* EXERCISE
Change "one pin" to "a single marker" everywhere in the lines below, and give the lines back with nothing else altered. Leave the pictures out of your answer.

* Dataset excerpt
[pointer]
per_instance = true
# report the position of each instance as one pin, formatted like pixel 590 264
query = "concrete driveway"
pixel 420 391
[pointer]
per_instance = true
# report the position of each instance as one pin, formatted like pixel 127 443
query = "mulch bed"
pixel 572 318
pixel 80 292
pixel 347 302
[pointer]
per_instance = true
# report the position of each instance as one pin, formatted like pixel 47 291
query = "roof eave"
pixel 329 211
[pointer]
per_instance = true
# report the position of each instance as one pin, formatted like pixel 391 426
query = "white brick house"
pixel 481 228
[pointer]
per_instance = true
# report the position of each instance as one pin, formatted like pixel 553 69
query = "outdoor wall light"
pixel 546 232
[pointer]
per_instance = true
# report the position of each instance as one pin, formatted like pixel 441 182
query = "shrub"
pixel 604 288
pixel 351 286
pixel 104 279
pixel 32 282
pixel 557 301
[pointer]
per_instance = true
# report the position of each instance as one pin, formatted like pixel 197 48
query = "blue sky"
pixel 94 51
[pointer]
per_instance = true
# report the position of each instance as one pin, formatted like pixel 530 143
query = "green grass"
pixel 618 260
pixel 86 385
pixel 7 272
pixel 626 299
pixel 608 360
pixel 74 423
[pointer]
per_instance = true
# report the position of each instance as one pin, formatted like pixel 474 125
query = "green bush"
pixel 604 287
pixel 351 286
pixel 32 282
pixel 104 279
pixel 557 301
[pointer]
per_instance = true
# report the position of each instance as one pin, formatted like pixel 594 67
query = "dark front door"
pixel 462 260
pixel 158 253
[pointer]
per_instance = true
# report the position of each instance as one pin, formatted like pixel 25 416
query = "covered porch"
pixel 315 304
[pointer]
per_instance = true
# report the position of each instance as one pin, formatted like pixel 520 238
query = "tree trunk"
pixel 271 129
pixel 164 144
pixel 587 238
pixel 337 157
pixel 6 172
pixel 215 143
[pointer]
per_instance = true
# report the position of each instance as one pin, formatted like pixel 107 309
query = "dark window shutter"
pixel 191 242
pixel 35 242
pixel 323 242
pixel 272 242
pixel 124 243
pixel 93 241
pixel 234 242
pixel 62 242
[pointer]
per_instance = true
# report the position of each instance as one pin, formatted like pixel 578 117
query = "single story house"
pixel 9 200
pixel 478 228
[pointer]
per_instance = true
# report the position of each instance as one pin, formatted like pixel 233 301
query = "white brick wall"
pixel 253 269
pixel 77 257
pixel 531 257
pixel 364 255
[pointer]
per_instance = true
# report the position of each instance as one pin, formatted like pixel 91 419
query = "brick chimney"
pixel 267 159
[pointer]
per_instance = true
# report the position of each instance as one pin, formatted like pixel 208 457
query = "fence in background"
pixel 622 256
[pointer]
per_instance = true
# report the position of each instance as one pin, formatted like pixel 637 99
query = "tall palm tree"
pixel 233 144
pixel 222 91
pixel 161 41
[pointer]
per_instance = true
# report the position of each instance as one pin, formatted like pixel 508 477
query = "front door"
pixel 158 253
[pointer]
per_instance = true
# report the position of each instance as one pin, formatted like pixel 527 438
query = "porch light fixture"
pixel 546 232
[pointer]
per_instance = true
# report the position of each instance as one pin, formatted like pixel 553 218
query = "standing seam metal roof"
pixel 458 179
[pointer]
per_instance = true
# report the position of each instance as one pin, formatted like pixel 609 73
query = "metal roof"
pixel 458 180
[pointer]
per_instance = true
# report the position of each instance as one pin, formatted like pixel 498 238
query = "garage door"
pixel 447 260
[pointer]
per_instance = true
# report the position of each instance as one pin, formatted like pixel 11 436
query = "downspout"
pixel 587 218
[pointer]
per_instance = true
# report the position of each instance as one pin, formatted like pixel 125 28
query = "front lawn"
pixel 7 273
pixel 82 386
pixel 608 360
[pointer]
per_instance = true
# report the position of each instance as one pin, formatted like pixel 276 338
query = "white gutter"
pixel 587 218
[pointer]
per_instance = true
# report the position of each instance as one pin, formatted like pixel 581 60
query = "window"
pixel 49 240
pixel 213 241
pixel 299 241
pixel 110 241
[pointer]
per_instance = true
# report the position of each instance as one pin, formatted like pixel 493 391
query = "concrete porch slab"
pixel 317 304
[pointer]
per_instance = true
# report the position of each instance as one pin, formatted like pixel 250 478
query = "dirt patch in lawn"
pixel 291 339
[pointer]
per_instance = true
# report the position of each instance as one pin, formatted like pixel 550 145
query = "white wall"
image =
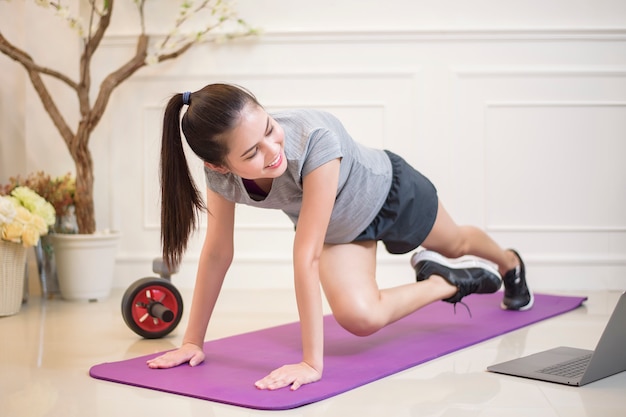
pixel 516 110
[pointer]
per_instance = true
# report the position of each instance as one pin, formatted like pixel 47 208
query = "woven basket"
pixel 12 264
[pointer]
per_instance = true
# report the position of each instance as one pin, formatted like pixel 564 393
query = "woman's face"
pixel 256 146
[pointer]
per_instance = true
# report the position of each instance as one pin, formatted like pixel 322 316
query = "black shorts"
pixel 409 212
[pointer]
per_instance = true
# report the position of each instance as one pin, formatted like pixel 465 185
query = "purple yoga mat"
pixel 234 363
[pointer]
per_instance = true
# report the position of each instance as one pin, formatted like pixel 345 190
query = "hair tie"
pixel 186 97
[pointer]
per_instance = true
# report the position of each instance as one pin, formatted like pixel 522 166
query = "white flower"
pixel 7 210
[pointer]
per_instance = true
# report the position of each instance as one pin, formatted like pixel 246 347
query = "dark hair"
pixel 213 111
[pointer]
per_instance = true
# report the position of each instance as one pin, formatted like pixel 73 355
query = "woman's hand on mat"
pixel 295 375
pixel 186 353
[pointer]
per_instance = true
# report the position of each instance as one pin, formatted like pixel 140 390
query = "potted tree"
pixel 220 20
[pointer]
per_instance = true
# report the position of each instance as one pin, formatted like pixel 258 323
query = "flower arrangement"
pixel 59 192
pixel 25 216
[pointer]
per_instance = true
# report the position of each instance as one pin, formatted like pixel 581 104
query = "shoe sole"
pixel 465 262
pixel 528 306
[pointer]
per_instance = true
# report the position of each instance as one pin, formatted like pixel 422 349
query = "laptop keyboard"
pixel 571 368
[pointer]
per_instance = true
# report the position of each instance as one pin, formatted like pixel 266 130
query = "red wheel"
pixel 152 307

* ANSWER FOR THIS EXERCISE
[pointer]
per_instance = true
# report the position of each instance as a single marker, formatted like pixel 590 264
query = "concrete driveway"
pixel 420 391
[pointer]
per_instance = true
# report the position of each instance as a single marker, formatted like pixel 127 443
query = "mulch bed"
pixel 572 318
pixel 80 292
pixel 347 302
[pointer]
per_instance = true
# report the position of each instance as a single marker, formatted like pixel 47 291
query = "roof eave"
pixel 329 211
[pointer]
per_instance = true
# report the position of each instance as a single marker, formatted like pixel 391 426
query = "white brick house"
pixel 481 228
[pointer]
per_instance = true
# report the position of each instance as a single marker, formatted like pixel 553 69
query = "outdoor wall light"
pixel 546 232
[pointer]
per_instance = true
# report the position of each instance as a single marker, formatted like pixel 441 182
query = "shrub"
pixel 604 288
pixel 351 286
pixel 104 279
pixel 32 282
pixel 557 301
[pointer]
per_instance = true
# report the position of each instance as a single marker, formatted like pixel 197 48
query = "blue sky"
pixel 94 51
[pointer]
per_instance = true
# report the position of each instance as a single marker, formatted like pixel 530 143
query = "green grass"
pixel 618 260
pixel 86 385
pixel 7 272
pixel 626 299
pixel 608 360
pixel 74 423
[pointer]
per_instance = true
# report the position of each instance as a single marker, formatted like pixel 474 125
query = "green bush"
pixel 604 287
pixel 351 286
pixel 32 282
pixel 104 279
pixel 557 301
[pointer]
per_instance = true
# report the position of each instance as a single marker, formatted like pixel 594 67
query = "dark front door"
pixel 462 260
pixel 158 253
[pointer]
per_instance = true
# report the position of each instance as a single marker, formatted like pixel 25 416
query = "covered porch"
pixel 315 304
[pointer]
per_instance = true
# report the position of each instance as a single marker, formatted like pixel 520 238
query = "tree trunk"
pixel 271 129
pixel 164 144
pixel 587 238
pixel 337 157
pixel 6 172
pixel 215 143
[pointer]
per_instance = true
# report the position of each instance as a single marker, formatted like pixel 107 309
query = "dark window shutter"
pixel 191 242
pixel 35 242
pixel 323 242
pixel 272 242
pixel 124 243
pixel 93 241
pixel 234 242
pixel 62 242
[pointer]
per_instance = true
# report the position of each instance as a single marker, formatted like pixel 578 117
query = "single story house"
pixel 9 200
pixel 478 228
[pointer]
per_instance = true
# report the position of each instance as a single marker, formatted like pixel 233 301
query = "white brick wall"
pixel 253 269
pixel 77 257
pixel 531 257
pixel 364 255
[pointer]
per_instance = true
# report the position of each instance as a single marker, formatted like pixel 91 419
query = "brick chimney"
pixel 267 159
[pointer]
per_instance = true
# report the position of each instance as a single marker, formatted like pixel 208 457
query = "fence in background"
pixel 622 256
[pointer]
per_instance = true
# report the position of each instance as a single marker, formatted like pixel 637 99
query = "tall palm tree"
pixel 233 144
pixel 222 91
pixel 161 41
[pointer]
per_instance = true
# report the position of each instance as a single marker, formatted like pixel 508 477
query = "front door"
pixel 158 253
[pointer]
per_instance = true
# report the position of each instance as a single marker, formatted like pixel 527 438
query = "porch light fixture"
pixel 546 232
[pointer]
per_instance = true
# report the position of each instance as a single marker, formatted like pixel 553 218
query = "standing seam metal roof"
pixel 458 179
[pointer]
per_instance = true
# report the position of each instance as a single marker, formatted like pixel 609 73
query = "metal roof"
pixel 458 180
[pointer]
per_instance = true
# report the position of each instance as a single marker, formatted like pixel 498 238
query = "garage door"
pixel 447 260
[pointer]
per_instance = true
# report the position of each instance as a single marker, formatted like pixel 11 436
query = "downspout"
pixel 587 218
[pointer]
per_instance = true
# report the position of each instance as a single marker, formatted like pixel 125 28
query = "front lawn"
pixel 7 273
pixel 82 386
pixel 608 360
[pointer]
per_instance = true
# report the position of each instance as a single marker, formatted like pixel 276 338
query = "white gutter"
pixel 587 218
[pointer]
per_instance = true
# report the position of each instance as a single marker, formatted like pixel 581 60
query = "window"
pixel 49 240
pixel 213 241
pixel 299 241
pixel 110 241
[pointer]
per_instance = true
# report the position of each instance as a single marker, formatted like pixel 493 391
query = "concrete porch slab"
pixel 317 304
[pointer]
per_instance = true
# report the position of each instance as a single marker, formatted like pixel 250 478
query = "dirt patch in lawn"
pixel 291 339
[pointer]
per_instance = true
# report the position of each instance as a single marker, formatted like pixel 550 145
query = "white wall"
image =
pixel 516 110
[pointer]
per_instance = true
# report the position of each instance as a single marker, formatted like pixel 47 208
query = "woven basket"
pixel 12 264
[pointer]
per_instance = true
# report the position of each instance as a single marker, formatted like pixel 564 393
query = "woman's face"
pixel 256 146
[pointer]
per_instance = true
# report the position of each instance as a single marker, formatted like pixel 322 316
query = "black shorts"
pixel 409 212
[pointer]
per_instance = true
# report the position of each instance as a single marker, formatted like pixel 465 185
query = "purple yoga mat"
pixel 234 363
[pointer]
per_instance = true
# report the position of each instance as a single marker, formatted like pixel 345 190
query = "hair tie"
pixel 186 97
[pointer]
per_instance = true
# report the position of each instance as a single marker, formatted like pixel 522 166
query = "white flower"
pixel 7 210
[pointer]
per_instance = true
# report the position of each instance as a single marker, formatted like pixel 246 347
query = "dark hair"
pixel 213 111
[pointer]
per_instance = true
# report the position of each instance as a single marker, formatted like pixel 73 355
query = "woman's hand on mat"
pixel 295 375
pixel 186 353
[pointer]
per_instance = true
# report the position of each instance as a single marker, formatted like pixel 140 390
query = "potted tree"
pixel 220 20
[pointer]
per_instance = true
# report the position of each instance as a single marker, formatted like pixel 258 323
query = "flower arrangement"
pixel 59 192
pixel 25 216
[pointer]
per_instance = true
# report the position of each instance as a single marker, formatted like pixel 581 104
query = "shoe sole"
pixel 465 262
pixel 528 306
[pointer]
per_instance = true
# report the position of each instance as a single marker, formatted like pixel 422 349
query = "laptop keyboard"
pixel 571 368
[pointer]
per_instance = true
# report the position of each instance as a single marker, formatted like pixel 266 130
query = "red wheel"
pixel 152 307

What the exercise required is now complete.